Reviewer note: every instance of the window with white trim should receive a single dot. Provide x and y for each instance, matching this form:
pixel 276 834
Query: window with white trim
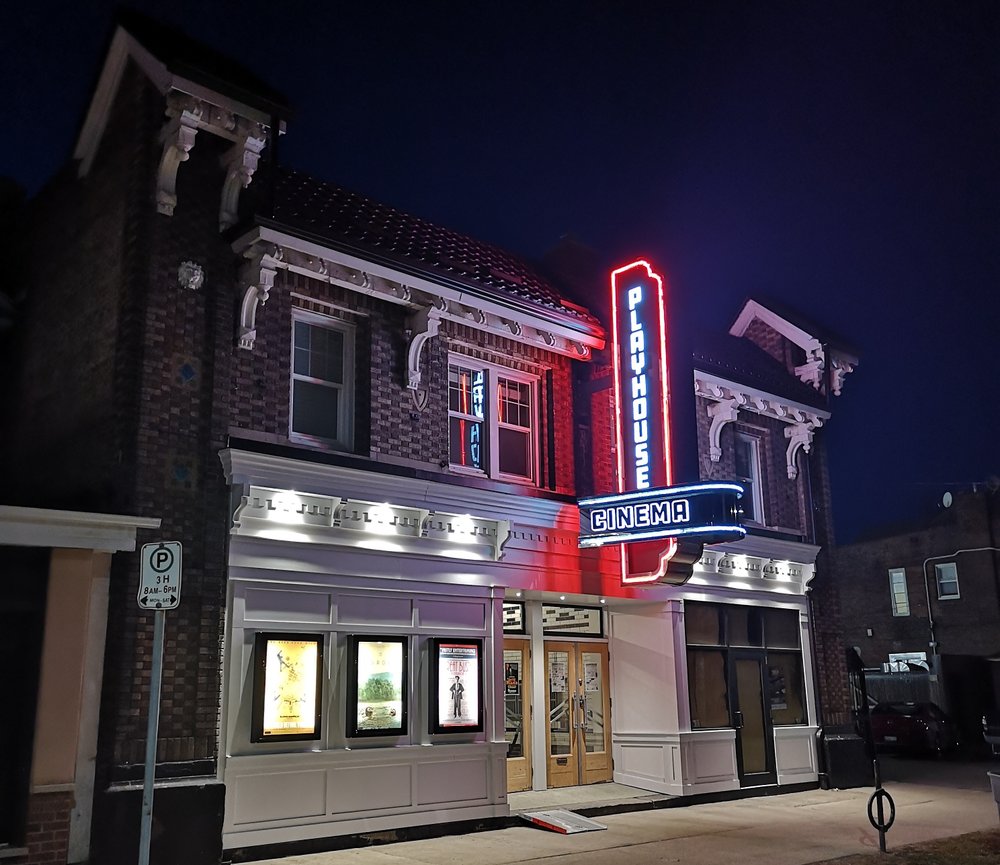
pixel 748 476
pixel 322 386
pixel 947 580
pixel 898 593
pixel 492 420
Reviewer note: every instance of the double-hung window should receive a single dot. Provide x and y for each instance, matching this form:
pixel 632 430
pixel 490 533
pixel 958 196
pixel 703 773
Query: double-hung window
pixel 947 580
pixel 322 393
pixel 897 590
pixel 748 476
pixel 491 419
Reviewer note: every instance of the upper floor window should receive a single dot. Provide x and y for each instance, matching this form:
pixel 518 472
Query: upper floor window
pixel 491 419
pixel 897 590
pixel 947 580
pixel 748 475
pixel 322 392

※ ※ ※

Renvoie sans aucune modification les lignes des entrées qui vont de celle contenant « Reviewer note: every instance of the upper » jusqu'à la fin des entrées, ces deux bornes incluses, et rien d'autre.

Reviewer note: every instance of the upper floor window should receive a single dot. Provide x and y for each instance, matching this form:
pixel 518 472
Query: upper floor window
pixel 491 419
pixel 897 590
pixel 947 580
pixel 748 475
pixel 322 392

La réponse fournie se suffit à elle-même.